- [WHAT THIS EXERCISE ASKS]:
1: Answer these from the piece on the Cambrian Explosion below:
(a) On which science blog did the article "The Greatest Animal War" appear?
(b) Which formation is the Anomalocaris canadensis fossil from?
(c) About how many million years ago do the earliest fossil records date?
2: Translate this sentence from the piece on the Cambrian Explosion into Spanish: "Borel’s article gave me a better idea of what the Cambrian Explosion was all about."

About two weeks ago I dropped in on a freshman Biology class on a college visit. The professor was giving a lecture on something called “The Cambrian Explosion”, something I’d never heard of. He described the “explosion” as an evolutionary arms race, a period in which the evolutionary process; the diversification of organisms accelerated from 0 to 60 in a “relative blink.” Needless to say, the lecture piqued my interest, and so I searched the web for some more insight on the curious “explosion.” I found a great article from the innovative science blog nautil.us by Brooke Borel called “The Greatest Animal War”. Borel’s article gave me a better idea of what the Cambrian Explosion was all about.
Pictured is a Cambrian Age fossil of Anomalocaris canadensis from the Burgess Shale Formation. The fossil preserves the mouthpiece of the organism in great detail, and the mouthpiece itself serves as evidence of useful trait acquired during the Cambrian Explosion.
Above is the grasping claw of the very same Anamolacris canadensis from the Burgess Shale. The claw is just another evolutionary tool used by the organism to predate and survive.
Scientists interpret the earliest fossil records (which date from about 580 million years ago) as evidence that early organisms were small, simple, and… soft. The fossil record shows these early life forms to be defenseless and apparently harmless, lacking the “claws, teeth, limbs, or brains” that are characteristic of competitive, modern organisms (organisms that require these features to survive.) Mysteriously, around roughly 542 million years ago evolution sped up, and so began what Borel describes as a “period of unprecedented one-upmanship.” Organisms developed all sorts of mechanisms from eyes; to spikes in order compete with their rapidly diversifying and evolving contemporaries. According to the nautilus article “most of today’s 30 to 40 animal phyla originated in the Cambrian, and have persisted through time with hundreds of variations on a theme.” Meaning, that the majority of the ancestors of modern organisms all developed in this 54 million year span.

- [GIVEN INFORMATION]:
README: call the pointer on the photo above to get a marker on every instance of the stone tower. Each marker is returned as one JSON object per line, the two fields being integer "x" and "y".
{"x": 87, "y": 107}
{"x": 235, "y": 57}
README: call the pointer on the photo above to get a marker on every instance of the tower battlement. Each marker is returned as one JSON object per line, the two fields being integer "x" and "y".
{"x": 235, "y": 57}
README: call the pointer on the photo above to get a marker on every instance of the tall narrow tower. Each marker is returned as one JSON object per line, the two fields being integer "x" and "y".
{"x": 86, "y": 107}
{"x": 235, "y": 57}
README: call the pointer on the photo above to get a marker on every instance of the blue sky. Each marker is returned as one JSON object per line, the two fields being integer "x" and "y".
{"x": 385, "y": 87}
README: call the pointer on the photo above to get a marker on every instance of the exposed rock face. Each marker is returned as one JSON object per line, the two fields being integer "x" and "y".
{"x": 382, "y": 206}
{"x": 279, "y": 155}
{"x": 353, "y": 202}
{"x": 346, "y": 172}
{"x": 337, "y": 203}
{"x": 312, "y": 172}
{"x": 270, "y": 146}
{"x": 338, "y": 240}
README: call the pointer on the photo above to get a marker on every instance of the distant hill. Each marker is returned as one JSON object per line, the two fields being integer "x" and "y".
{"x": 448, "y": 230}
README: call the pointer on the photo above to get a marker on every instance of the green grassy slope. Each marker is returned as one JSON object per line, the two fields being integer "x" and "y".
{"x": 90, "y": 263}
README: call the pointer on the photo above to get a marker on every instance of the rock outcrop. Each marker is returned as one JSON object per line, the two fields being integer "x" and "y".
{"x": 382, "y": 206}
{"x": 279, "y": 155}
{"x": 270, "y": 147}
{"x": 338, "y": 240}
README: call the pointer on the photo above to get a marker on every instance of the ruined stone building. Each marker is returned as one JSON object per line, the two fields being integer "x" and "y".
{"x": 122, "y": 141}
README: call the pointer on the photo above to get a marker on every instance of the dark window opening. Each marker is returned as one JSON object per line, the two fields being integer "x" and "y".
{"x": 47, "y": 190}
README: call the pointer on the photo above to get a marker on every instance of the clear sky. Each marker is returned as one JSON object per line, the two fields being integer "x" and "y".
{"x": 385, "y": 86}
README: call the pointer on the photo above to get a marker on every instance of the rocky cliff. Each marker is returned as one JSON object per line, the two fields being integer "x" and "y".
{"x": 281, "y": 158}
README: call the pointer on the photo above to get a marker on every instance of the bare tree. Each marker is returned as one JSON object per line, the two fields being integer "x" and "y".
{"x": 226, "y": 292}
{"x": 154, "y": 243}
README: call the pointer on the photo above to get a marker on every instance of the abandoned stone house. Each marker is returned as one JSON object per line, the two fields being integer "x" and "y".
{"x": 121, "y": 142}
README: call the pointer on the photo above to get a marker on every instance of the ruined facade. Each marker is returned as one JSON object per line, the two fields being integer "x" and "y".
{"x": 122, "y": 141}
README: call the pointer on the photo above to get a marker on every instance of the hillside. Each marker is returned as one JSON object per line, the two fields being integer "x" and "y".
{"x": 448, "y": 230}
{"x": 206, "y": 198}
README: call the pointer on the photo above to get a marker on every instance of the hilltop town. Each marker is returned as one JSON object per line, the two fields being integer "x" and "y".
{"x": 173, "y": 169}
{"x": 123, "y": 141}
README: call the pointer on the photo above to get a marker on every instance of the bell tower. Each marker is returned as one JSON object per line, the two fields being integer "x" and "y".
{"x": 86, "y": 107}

- [PER-TASK ANSWERS]:
1:
(a) nautil.us
(b) The Burgess Shale Formation
(c) About 580 million years ago

2: El artículo de Borel me dio una mejor idea de en qué consistía la explosión cámbrica.